• [Entries from a point annotation set]:
——————————

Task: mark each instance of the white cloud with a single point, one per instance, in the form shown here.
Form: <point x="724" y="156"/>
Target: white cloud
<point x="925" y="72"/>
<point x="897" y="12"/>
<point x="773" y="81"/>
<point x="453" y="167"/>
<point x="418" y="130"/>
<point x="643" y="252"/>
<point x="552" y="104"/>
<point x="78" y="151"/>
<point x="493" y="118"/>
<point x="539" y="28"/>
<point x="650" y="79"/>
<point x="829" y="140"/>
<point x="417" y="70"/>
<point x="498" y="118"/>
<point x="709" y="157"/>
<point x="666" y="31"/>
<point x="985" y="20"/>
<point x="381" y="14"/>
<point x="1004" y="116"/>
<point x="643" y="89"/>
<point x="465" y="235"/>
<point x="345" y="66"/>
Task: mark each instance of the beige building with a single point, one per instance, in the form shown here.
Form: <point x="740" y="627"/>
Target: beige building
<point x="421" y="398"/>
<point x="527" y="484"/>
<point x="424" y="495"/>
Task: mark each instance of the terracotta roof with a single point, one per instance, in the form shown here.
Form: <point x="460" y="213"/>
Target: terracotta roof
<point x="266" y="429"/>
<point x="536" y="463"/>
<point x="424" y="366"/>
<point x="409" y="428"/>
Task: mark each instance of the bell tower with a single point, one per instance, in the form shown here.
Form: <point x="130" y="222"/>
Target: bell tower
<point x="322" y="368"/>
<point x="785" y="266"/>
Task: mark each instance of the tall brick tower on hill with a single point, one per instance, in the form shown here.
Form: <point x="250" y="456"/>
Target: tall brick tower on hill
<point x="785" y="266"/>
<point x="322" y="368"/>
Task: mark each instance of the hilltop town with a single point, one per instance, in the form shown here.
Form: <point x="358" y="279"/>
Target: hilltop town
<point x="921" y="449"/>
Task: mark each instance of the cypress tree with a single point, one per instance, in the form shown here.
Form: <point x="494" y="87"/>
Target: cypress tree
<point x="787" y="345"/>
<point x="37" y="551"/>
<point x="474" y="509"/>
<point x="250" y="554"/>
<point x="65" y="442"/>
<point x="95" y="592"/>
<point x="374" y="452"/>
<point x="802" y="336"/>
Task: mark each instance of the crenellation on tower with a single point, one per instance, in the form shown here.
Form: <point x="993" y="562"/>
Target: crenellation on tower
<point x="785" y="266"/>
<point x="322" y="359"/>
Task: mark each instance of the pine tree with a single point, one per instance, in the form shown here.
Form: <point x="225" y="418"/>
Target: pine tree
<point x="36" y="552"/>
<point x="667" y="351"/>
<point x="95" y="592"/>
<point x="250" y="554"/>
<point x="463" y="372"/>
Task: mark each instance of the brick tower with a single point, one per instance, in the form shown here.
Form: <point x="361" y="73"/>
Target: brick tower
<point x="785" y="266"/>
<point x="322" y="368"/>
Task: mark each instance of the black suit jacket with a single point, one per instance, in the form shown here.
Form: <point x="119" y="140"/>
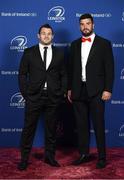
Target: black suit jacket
<point x="33" y="75"/>
<point x="99" y="68"/>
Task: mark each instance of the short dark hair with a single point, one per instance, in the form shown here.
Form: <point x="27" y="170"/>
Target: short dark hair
<point x="45" y="26"/>
<point x="85" y="16"/>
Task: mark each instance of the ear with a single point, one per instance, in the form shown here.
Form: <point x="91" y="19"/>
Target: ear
<point x="38" y="36"/>
<point x="52" y="36"/>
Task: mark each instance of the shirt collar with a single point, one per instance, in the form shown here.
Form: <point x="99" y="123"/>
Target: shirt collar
<point x="42" y="46"/>
<point x="92" y="36"/>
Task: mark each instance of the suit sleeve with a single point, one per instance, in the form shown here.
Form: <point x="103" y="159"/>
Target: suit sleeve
<point x="109" y="68"/>
<point x="23" y="73"/>
<point x="63" y="74"/>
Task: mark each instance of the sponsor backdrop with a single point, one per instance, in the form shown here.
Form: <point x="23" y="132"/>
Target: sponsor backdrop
<point x="20" y="21"/>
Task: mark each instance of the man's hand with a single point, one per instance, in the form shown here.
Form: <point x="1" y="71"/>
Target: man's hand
<point x="106" y="95"/>
<point x="69" y="96"/>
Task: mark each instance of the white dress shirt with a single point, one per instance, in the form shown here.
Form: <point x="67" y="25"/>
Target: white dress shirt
<point x="85" y="50"/>
<point x="48" y="57"/>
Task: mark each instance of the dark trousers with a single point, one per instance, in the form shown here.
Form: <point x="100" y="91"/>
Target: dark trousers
<point x="84" y="108"/>
<point x="32" y="114"/>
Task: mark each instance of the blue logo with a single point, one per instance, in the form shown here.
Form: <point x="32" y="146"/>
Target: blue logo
<point x="19" y="43"/>
<point x="56" y="14"/>
<point x="17" y="100"/>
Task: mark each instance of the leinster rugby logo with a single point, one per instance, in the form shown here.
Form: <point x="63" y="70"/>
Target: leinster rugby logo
<point x="17" y="100"/>
<point x="56" y="14"/>
<point x="18" y="43"/>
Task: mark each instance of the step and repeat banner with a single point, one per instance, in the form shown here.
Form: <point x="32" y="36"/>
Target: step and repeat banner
<point x="19" y="24"/>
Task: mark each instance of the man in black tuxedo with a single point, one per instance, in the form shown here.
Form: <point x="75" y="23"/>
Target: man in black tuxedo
<point x="42" y="82"/>
<point x="91" y="74"/>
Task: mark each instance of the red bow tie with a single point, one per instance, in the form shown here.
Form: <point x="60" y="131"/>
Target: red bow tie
<point x="86" y="39"/>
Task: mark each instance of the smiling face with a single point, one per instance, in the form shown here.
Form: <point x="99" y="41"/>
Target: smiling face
<point x="45" y="36"/>
<point x="86" y="26"/>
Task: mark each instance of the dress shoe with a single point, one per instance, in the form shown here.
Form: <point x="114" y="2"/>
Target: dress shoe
<point x="22" y="165"/>
<point x="51" y="161"/>
<point x="82" y="159"/>
<point x="101" y="164"/>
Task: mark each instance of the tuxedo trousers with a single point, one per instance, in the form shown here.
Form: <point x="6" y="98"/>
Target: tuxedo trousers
<point x="33" y="110"/>
<point x="86" y="109"/>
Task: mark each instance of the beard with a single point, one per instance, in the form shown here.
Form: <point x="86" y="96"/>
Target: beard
<point x="87" y="32"/>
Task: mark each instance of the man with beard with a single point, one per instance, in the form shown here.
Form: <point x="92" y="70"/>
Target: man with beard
<point x="42" y="82"/>
<point x="91" y="74"/>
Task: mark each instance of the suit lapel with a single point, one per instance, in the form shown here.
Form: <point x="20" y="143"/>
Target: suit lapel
<point x="79" y="52"/>
<point x="53" y="57"/>
<point x="38" y="56"/>
<point x="93" y="48"/>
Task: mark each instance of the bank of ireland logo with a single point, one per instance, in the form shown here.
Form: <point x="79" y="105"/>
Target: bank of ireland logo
<point x="17" y="100"/>
<point x="122" y="74"/>
<point x="18" y="43"/>
<point x="56" y="14"/>
<point x="121" y="131"/>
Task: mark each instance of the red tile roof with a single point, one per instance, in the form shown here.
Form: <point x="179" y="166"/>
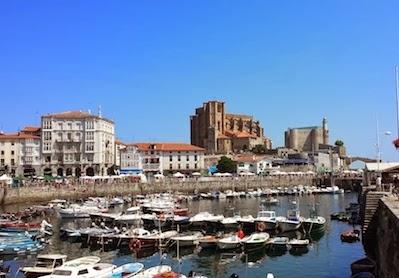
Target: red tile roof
<point x="167" y="147"/>
<point x="248" y="158"/>
<point x="72" y="115"/>
<point x="17" y="136"/>
<point x="31" y="129"/>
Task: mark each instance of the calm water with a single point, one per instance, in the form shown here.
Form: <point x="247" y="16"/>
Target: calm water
<point x="327" y="256"/>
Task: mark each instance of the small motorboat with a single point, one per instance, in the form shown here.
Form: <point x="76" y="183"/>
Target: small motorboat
<point x="255" y="241"/>
<point x="363" y="265"/>
<point x="45" y="264"/>
<point x="186" y="240"/>
<point x="350" y="236"/>
<point x="127" y="270"/>
<point x="230" y="242"/>
<point x="279" y="241"/>
<point x="298" y="243"/>
<point x="208" y="242"/>
<point x="151" y="272"/>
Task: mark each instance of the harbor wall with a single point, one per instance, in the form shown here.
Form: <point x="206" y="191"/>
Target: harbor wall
<point x="386" y="250"/>
<point x="45" y="193"/>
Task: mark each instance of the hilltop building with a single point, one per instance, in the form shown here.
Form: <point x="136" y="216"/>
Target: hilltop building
<point x="221" y="133"/>
<point x="307" y="139"/>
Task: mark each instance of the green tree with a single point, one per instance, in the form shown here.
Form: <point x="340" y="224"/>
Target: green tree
<point x="339" y="143"/>
<point x="226" y="165"/>
<point x="259" y="149"/>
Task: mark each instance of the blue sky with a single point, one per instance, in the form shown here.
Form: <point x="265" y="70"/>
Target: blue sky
<point x="150" y="63"/>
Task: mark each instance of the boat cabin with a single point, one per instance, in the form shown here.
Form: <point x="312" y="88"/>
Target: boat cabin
<point x="293" y="214"/>
<point x="266" y="214"/>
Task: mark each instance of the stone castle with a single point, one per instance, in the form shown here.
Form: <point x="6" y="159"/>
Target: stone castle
<point x="221" y="133"/>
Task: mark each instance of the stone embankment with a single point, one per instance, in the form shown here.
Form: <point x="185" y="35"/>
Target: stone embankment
<point x="33" y="194"/>
<point x="380" y="227"/>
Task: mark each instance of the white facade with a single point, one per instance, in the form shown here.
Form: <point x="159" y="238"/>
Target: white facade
<point x="131" y="160"/>
<point x="77" y="143"/>
<point x="19" y="154"/>
<point x="253" y="164"/>
<point x="171" y="157"/>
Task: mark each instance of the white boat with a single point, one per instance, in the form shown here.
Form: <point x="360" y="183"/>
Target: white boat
<point x="290" y="223"/>
<point x="205" y="217"/>
<point x="266" y="220"/>
<point x="83" y="267"/>
<point x="255" y="240"/>
<point x="230" y="242"/>
<point x="187" y="240"/>
<point x="131" y="216"/>
<point x="151" y="272"/>
<point x="279" y="241"/>
<point x="45" y="264"/>
<point x="127" y="270"/>
<point x="77" y="211"/>
<point x="298" y="243"/>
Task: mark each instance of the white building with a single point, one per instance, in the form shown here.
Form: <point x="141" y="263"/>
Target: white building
<point x="76" y="143"/>
<point x="171" y="157"/>
<point x="131" y="160"/>
<point x="252" y="164"/>
<point x="20" y="154"/>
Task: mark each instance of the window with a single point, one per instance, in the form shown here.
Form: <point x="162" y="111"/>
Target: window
<point x="89" y="136"/>
<point x="90" y="146"/>
<point x="47" y="146"/>
<point x="83" y="272"/>
<point x="47" y="135"/>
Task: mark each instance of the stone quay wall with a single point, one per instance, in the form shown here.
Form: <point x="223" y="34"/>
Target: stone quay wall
<point x="386" y="248"/>
<point x="44" y="193"/>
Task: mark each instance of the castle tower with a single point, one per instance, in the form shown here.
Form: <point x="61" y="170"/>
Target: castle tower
<point x="325" y="131"/>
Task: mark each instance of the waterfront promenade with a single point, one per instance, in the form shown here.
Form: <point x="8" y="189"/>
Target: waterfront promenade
<point x="72" y="190"/>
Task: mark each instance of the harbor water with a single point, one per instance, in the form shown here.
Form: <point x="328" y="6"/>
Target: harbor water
<point x="326" y="256"/>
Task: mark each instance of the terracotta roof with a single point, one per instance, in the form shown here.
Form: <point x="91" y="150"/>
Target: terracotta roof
<point x="31" y="129"/>
<point x="167" y="147"/>
<point x="239" y="134"/>
<point x="69" y="115"/>
<point x="248" y="158"/>
<point x="16" y="136"/>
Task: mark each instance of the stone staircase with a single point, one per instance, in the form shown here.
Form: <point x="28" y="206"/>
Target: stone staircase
<point x="368" y="214"/>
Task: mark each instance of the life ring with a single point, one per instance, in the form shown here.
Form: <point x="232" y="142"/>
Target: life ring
<point x="135" y="245"/>
<point x="260" y="226"/>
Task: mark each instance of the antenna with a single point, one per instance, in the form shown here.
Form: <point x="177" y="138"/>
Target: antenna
<point x="99" y="111"/>
<point x="397" y="97"/>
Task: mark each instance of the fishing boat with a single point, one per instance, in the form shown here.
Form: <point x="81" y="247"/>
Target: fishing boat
<point x="229" y="242"/>
<point x="86" y="267"/>
<point x="266" y="220"/>
<point x="127" y="270"/>
<point x="186" y="240"/>
<point x="298" y="243"/>
<point x="208" y="242"/>
<point x="151" y="272"/>
<point x="290" y="223"/>
<point x="45" y="264"/>
<point x="255" y="241"/>
<point x="350" y="236"/>
<point x="279" y="242"/>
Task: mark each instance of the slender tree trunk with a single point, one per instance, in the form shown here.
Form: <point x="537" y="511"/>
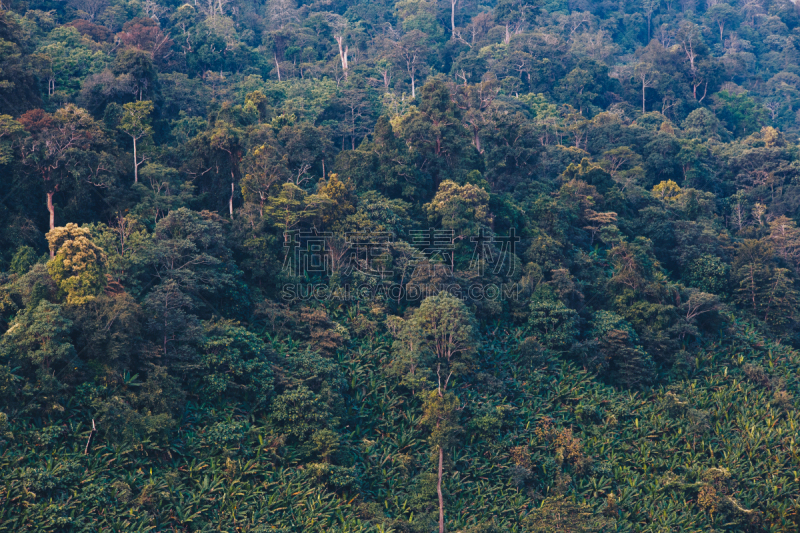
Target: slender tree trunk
<point x="343" y="53"/>
<point x="644" y="88"/>
<point x="135" y="163"/>
<point x="52" y="211"/>
<point x="439" y="490"/>
<point x="453" y="18"/>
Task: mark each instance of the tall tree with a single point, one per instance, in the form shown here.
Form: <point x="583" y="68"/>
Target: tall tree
<point x="61" y="148"/>
<point x="136" y="123"/>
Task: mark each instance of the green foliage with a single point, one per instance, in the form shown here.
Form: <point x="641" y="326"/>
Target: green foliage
<point x="608" y="342"/>
<point x="78" y="265"/>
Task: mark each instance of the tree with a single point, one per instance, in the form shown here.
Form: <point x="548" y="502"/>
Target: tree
<point x="62" y="148"/>
<point x="412" y="52"/>
<point x="722" y="14"/>
<point x="41" y="335"/>
<point x="136" y="123"/>
<point x="446" y="329"/>
<point x="265" y="167"/>
<point x="647" y="77"/>
<point x="78" y="265"/>
<point x="10" y="131"/>
<point x="649" y="7"/>
<point x="550" y="321"/>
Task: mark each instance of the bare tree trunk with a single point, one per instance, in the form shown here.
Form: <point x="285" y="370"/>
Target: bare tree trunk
<point x="644" y="88"/>
<point x="91" y="438"/>
<point x="52" y="211"/>
<point x="342" y="53"/>
<point x="439" y="490"/>
<point x="453" y="18"/>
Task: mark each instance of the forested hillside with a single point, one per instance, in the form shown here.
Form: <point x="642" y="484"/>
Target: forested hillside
<point x="432" y="265"/>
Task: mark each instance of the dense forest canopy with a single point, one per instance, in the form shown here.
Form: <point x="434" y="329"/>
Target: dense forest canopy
<point x="413" y="266"/>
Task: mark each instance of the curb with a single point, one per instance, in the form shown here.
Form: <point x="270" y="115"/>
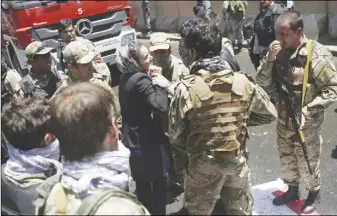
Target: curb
<point x="173" y="37"/>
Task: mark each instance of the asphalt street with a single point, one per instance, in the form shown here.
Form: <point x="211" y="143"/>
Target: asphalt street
<point x="264" y="157"/>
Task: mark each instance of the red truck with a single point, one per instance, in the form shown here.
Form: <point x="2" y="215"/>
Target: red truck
<point x="106" y="23"/>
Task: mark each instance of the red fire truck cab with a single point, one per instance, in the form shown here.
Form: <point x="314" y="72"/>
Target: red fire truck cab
<point x="106" y="23"/>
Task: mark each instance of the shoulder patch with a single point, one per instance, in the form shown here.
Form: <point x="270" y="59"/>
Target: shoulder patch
<point x="198" y="85"/>
<point x="239" y="82"/>
<point x="27" y="85"/>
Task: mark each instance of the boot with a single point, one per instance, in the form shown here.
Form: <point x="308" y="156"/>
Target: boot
<point x="312" y="201"/>
<point x="291" y="194"/>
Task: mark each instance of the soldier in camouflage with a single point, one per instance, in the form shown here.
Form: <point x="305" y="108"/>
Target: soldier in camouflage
<point x="68" y="34"/>
<point x="40" y="81"/>
<point x="78" y="58"/>
<point x="227" y="51"/>
<point x="173" y="69"/>
<point x="264" y="30"/>
<point x="208" y="119"/>
<point x="290" y="52"/>
<point x="10" y="82"/>
<point x="234" y="15"/>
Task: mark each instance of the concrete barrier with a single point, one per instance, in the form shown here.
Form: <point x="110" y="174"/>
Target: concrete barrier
<point x="169" y="15"/>
<point x="332" y="25"/>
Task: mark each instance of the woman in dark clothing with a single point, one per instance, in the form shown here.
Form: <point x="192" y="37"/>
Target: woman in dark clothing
<point x="140" y="102"/>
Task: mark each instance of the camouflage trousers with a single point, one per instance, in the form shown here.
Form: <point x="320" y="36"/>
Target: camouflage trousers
<point x="235" y="30"/>
<point x="293" y="163"/>
<point x="222" y="175"/>
<point x="180" y="163"/>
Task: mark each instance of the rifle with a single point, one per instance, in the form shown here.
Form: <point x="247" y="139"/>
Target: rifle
<point x="290" y="105"/>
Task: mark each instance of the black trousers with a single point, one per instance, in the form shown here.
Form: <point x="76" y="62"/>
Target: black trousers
<point x="152" y="195"/>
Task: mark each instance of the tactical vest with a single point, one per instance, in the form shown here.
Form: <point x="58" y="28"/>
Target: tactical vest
<point x="6" y="96"/>
<point x="89" y="205"/>
<point x="16" y="200"/>
<point x="227" y="56"/>
<point x="292" y="78"/>
<point x="219" y="115"/>
<point x="30" y="89"/>
<point x="264" y="26"/>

——————————

• [Task to carry out]:
Reproduce only the lines from the one containing "Task: mark each instance of the tactical" through the end of the records, swapping "tactical vest" for "body armor" and leaving everything else unchanged.

• [Response to this task]:
Task: mark each instance of the body armor with a single point, one per instance, in the form shown here.
Form: <point x="58" y="28"/>
Target: body armor
<point x="6" y="96"/>
<point x="89" y="205"/>
<point x="16" y="200"/>
<point x="227" y="56"/>
<point x="292" y="78"/>
<point x="219" y="115"/>
<point x="30" y="89"/>
<point x="264" y="26"/>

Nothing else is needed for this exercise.